# EXERCISE
When the line containing "Phrase: building at hilltop" is found in the data below, copy it and each line after it through the line containing "Phrase: chairlift chair", exactly and with no others.

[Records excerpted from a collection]
- Opening Delimiter -
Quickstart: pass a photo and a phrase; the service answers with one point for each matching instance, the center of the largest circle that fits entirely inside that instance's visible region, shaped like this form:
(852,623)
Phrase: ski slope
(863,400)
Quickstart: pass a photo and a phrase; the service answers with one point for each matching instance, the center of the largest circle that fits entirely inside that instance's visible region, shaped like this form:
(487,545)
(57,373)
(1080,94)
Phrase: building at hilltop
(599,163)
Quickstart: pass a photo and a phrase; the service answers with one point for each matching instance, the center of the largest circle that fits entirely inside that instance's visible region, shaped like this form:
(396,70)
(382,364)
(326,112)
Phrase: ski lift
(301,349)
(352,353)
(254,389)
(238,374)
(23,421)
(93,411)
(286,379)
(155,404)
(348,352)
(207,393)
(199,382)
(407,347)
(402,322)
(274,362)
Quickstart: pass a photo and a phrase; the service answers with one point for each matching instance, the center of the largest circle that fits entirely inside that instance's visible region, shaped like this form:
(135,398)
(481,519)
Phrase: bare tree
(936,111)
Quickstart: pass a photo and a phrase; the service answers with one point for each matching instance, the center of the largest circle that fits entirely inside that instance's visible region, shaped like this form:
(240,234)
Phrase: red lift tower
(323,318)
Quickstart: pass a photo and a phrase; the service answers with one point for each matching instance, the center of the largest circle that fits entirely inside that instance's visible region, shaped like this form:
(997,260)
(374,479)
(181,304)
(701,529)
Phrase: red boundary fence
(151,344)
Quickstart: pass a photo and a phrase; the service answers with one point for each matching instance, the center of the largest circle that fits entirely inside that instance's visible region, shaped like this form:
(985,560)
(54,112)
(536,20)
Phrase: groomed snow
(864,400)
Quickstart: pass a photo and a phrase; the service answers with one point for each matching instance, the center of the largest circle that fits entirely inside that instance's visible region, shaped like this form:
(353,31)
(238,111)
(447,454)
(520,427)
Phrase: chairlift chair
- Closing Delimiter -
- Opening Delimiter -
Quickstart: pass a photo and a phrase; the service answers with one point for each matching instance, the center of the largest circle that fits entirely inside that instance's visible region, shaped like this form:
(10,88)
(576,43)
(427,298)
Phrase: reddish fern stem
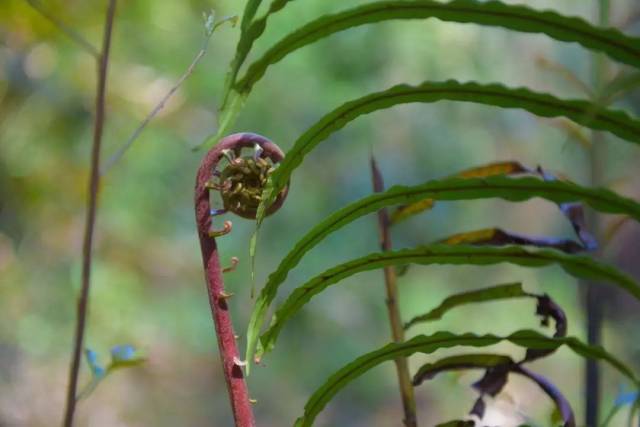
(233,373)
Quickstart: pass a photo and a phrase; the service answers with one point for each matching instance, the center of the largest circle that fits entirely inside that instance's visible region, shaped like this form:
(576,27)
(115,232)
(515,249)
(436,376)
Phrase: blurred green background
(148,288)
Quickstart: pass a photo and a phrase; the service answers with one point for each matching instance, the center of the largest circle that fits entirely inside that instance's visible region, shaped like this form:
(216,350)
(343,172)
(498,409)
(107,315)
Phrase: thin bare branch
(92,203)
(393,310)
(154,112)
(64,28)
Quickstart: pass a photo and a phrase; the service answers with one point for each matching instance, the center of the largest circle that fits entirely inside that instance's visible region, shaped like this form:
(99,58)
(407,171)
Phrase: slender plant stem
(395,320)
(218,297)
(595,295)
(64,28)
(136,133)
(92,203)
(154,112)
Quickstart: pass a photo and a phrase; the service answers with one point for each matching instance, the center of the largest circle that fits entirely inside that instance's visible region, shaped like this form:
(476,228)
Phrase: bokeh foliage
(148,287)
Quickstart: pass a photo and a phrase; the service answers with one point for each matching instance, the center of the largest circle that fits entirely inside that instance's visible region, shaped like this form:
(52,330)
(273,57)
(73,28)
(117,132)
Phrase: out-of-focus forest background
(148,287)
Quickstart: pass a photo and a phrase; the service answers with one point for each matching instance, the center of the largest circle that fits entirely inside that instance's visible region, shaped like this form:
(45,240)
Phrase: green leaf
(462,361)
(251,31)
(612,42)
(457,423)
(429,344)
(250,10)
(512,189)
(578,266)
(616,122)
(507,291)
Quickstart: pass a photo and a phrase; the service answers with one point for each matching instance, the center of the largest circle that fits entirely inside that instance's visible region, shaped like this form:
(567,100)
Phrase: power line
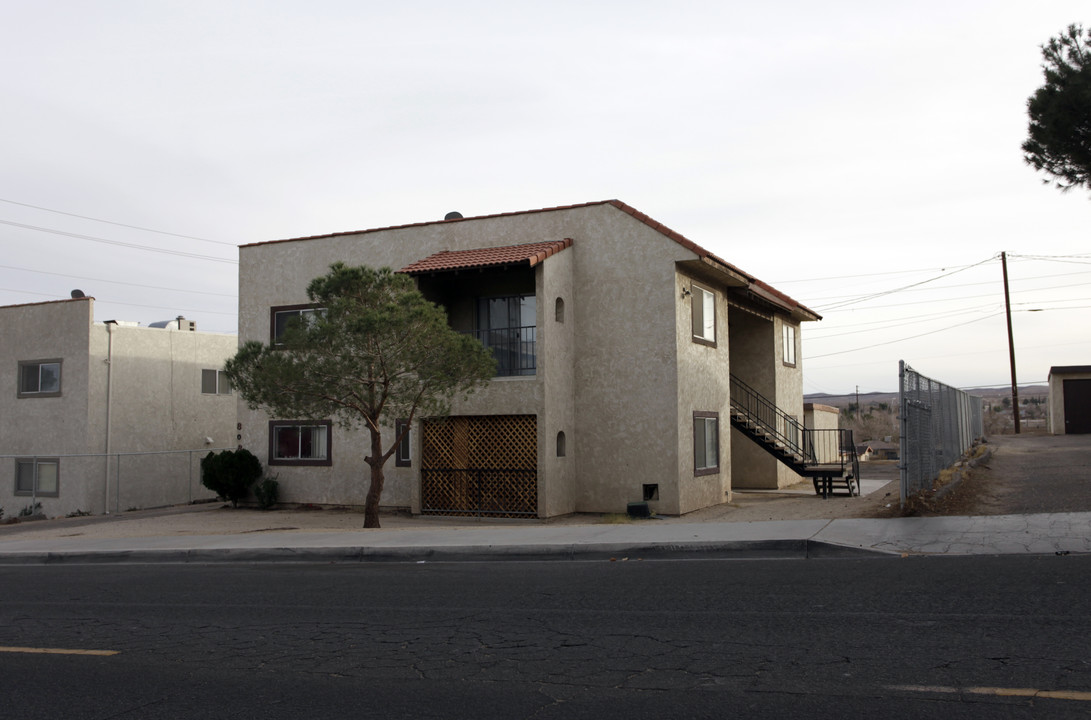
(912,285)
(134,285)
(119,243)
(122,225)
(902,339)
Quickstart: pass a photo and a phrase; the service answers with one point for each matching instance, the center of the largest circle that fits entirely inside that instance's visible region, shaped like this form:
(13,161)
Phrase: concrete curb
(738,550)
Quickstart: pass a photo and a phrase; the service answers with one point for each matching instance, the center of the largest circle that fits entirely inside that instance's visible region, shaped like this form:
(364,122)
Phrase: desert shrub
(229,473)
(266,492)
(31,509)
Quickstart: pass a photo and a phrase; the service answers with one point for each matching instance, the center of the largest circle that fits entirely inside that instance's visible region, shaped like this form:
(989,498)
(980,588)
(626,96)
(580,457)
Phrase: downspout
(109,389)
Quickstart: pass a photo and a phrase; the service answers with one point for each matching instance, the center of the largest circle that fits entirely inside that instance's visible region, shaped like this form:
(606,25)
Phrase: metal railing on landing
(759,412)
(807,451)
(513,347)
- Closing Delimiter -
- Opening Delimiter -
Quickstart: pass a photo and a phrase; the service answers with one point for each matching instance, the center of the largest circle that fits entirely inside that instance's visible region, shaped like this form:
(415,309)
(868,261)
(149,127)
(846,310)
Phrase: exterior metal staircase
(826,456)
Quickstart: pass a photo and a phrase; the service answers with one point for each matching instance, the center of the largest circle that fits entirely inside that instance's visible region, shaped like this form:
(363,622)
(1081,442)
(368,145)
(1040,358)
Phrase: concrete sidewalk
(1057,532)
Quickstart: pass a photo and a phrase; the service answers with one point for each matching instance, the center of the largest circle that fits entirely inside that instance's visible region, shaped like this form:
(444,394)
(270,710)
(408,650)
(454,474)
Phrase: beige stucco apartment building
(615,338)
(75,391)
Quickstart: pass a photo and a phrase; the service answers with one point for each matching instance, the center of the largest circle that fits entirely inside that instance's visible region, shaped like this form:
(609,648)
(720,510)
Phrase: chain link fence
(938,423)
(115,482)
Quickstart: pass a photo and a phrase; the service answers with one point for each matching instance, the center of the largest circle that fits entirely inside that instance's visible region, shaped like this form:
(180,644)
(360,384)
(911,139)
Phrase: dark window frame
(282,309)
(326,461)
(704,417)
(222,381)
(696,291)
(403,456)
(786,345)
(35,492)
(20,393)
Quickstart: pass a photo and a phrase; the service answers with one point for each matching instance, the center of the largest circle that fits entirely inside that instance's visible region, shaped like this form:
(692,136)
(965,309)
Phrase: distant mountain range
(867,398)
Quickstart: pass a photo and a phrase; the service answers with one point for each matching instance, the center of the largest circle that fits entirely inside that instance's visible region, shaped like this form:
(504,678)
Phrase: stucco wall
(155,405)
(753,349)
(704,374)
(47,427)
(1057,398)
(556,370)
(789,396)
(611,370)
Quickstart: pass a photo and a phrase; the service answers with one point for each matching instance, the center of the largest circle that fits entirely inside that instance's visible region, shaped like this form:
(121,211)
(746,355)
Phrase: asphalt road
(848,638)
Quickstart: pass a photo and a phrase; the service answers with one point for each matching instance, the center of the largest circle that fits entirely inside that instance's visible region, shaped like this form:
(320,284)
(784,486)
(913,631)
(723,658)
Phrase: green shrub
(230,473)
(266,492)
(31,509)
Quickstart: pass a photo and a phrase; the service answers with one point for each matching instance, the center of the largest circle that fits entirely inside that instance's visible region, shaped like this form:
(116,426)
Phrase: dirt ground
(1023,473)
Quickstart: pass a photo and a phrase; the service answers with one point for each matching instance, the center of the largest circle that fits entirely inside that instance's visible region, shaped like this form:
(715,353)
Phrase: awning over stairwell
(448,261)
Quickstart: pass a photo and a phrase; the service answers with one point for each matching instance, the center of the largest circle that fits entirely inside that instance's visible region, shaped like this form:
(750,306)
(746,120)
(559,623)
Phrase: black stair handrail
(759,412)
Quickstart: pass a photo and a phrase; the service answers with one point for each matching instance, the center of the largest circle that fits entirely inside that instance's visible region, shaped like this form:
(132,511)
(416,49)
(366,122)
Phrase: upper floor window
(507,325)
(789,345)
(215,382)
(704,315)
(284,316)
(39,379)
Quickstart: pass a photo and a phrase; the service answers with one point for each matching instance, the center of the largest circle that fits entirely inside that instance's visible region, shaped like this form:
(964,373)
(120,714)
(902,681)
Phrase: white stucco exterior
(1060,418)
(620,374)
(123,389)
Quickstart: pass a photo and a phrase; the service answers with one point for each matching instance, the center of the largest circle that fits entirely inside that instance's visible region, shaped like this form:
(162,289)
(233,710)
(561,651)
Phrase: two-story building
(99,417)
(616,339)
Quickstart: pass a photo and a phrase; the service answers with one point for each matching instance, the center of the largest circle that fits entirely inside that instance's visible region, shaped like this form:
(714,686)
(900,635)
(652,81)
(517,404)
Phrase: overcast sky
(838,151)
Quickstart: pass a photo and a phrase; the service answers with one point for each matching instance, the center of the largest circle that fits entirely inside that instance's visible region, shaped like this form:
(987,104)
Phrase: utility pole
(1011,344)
- Closing Delimiter -
# ANSWER TO THIS TASK
Phrase: building at hilltop
(599,163)
Quickstart: pass a photo and a phrase; the service answers with one point for each matching instance, the center of the largest circle that fits entirely inside that instance's visible region, shaped like this form:
(396,70)
(382,364)
(326,112)
Phrase: ski lift
(301,349)
(352,353)
(254,389)
(238,374)
(23,421)
(93,411)
(286,379)
(155,404)
(348,352)
(207,393)
(199,382)
(407,347)
(402,322)
(274,362)
Quickstart: pass a photo and a phrase; the service answers with one point for each matching instance, the center of the largest circle that fits entirely inside that instance's visible region, shaped like this form:
(135,398)
(481,519)
Phrase: bare tree
(936,111)
Quickstart: pass a photo and a phrase; the service answers with one point for each matching instance, the center of the largest circle that fits entirely inside that instance's visible region, shaped like this form:
(240,234)
Phrase: red lift tower
(323,318)
Quickstart: pass a photo and a phrase; the service answers with one point for each matching instance, the center of the largest circle that fits entirely inside that instance's visible region, shaped like this form:
(997,260)
(374,479)
(181,304)
(701,529)
Phrase: red boundary fence
(151,344)
Quickstart: pass a photo and a phrase; the service answers with one point for each matching instance, the center of the largest circle that fits entirely inside that instance's visible region, shaped like this form:
(985,560)
(54,112)
(536,20)
Phrase: groomed snow
(864,400)
Quickstart: pass a photo and a phrase; the service answers with one point for each matching instance, the center of the largest circle that fits entirely inside that instance's visible region, shaped like this form:
(353,31)
(238,111)
(447,454)
(520,427)
Phrase: chairlift chair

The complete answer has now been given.